Rewrite the items as a numbered list, from the first line through the line containing "[[780, 335]]", and drop any blank lines.

====== DATA IN THIS EXERCISE ======

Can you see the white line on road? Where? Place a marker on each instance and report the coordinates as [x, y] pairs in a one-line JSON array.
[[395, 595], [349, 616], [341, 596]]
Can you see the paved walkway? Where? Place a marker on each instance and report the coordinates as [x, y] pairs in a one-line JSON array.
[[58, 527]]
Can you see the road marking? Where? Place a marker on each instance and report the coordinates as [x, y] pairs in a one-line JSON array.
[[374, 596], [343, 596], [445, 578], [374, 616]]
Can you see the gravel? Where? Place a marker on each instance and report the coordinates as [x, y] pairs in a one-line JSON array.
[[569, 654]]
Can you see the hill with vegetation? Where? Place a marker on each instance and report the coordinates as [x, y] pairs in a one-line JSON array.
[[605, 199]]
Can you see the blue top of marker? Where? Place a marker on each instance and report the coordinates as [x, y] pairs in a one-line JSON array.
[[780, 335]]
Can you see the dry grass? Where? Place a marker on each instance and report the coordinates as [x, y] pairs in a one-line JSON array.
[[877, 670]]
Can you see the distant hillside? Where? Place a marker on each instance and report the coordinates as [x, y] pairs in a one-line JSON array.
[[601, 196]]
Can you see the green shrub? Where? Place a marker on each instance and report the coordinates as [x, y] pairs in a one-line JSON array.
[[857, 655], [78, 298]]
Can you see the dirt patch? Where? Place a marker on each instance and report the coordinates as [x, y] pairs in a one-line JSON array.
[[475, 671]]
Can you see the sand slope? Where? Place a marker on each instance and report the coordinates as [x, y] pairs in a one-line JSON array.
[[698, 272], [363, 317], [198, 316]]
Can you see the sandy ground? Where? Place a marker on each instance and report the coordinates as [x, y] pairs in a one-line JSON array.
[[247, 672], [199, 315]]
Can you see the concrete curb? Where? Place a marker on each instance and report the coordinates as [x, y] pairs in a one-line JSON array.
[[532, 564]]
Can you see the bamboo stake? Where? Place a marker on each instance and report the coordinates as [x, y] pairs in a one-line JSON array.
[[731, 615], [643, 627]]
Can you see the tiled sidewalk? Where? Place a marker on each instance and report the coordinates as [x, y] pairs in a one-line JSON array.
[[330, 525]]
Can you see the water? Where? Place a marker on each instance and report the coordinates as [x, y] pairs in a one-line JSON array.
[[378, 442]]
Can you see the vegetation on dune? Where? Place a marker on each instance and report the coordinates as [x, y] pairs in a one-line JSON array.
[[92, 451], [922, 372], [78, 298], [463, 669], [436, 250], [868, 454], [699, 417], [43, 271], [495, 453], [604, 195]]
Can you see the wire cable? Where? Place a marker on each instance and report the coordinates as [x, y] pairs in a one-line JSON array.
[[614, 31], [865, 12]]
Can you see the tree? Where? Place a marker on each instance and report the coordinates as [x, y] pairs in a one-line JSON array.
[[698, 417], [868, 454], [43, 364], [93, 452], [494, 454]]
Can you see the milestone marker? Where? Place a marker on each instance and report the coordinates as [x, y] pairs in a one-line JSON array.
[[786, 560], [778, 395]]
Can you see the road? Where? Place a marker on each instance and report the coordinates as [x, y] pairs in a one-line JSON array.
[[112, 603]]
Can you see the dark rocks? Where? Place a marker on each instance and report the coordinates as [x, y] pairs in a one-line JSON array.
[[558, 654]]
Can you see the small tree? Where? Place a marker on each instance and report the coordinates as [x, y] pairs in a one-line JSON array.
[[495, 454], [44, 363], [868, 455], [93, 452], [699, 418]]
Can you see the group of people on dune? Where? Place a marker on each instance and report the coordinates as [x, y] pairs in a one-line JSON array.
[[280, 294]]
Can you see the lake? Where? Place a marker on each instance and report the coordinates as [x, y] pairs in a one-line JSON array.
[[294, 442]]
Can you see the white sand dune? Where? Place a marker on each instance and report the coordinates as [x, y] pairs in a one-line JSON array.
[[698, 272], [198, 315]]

======

SOLVED EXERCISE =>
1. Can you see the white line on road? Where? Place a marker on each instance and report the coordinates as [x, y] pairs in a one-line JSON array.
2. [[395, 595], [349, 616], [341, 596]]
3. Can you see the paved walkway? Where? Place a marker on each instance and report the coordinates as [x, y] pairs in a one-line JSON array.
4. [[58, 527]]
5. Can you see the road marking? Where? Place a marker on each instance and report the coordinates as [x, y] pairs in a one-line JSON array.
6. [[374, 596], [343, 596], [445, 578], [374, 616]]
7. Can you see the gravel? Where? Place a marker on each instance and report the coordinates as [x, y] pairs in a one-line JSON array.
8. [[569, 654]]
9. Can you see the hill with vegetation? Where? Place a marker on each instance and report the coordinates as [x, y] pairs in a one-line JSON array.
10. [[605, 199]]
11. Can you see the blue top of marker? Where? Place a marker on each instance and report the coordinates as [x, y] pairs in a one-line JSON array.
12. [[780, 335]]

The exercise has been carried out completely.